TASK OBJECTIVE » Which lines in the material below contain the word "white"? Copy each of them out in full.

------

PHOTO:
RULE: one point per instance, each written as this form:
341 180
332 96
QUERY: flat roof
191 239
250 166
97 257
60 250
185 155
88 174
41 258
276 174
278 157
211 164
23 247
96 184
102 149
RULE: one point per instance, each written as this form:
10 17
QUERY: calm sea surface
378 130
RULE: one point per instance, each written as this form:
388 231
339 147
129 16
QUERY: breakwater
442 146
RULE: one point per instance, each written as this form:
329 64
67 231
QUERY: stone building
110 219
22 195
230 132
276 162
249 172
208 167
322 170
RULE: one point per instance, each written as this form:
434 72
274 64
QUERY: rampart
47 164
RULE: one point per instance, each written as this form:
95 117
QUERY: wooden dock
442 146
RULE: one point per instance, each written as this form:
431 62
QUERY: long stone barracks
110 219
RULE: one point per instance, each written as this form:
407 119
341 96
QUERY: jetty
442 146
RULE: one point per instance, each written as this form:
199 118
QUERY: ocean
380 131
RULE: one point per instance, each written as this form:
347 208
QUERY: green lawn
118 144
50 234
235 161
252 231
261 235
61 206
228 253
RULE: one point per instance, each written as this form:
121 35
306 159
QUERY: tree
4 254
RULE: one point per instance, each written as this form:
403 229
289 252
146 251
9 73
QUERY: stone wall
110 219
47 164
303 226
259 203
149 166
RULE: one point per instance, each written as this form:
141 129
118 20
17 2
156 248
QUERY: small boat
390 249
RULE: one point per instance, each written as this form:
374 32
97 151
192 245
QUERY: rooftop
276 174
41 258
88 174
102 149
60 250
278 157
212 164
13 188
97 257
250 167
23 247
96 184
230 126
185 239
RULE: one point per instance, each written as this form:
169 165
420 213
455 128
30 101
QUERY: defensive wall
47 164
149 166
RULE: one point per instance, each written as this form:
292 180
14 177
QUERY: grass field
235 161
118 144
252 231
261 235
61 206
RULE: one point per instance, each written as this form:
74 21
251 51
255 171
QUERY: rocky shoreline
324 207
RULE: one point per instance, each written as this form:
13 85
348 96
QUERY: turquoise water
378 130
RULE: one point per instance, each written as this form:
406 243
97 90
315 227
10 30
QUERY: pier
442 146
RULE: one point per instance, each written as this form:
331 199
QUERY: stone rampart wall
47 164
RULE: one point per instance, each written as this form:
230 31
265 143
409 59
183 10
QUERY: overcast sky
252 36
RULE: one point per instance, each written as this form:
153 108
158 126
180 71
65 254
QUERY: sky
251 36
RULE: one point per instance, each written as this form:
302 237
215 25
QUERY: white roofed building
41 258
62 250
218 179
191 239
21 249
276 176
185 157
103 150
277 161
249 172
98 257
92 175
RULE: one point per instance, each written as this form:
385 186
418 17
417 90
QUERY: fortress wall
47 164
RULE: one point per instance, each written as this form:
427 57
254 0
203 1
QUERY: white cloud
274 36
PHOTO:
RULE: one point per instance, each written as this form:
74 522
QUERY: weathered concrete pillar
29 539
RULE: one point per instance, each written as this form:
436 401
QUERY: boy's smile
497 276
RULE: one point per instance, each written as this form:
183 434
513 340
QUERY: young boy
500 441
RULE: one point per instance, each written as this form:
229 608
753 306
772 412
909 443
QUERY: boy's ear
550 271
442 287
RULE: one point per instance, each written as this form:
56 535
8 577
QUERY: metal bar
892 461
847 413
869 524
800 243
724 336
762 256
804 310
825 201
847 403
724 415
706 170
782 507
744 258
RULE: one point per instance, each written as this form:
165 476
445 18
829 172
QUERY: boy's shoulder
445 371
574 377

------

EXPECTED OUTPUT »
QUERY: white roofed building
QUERY: white cloud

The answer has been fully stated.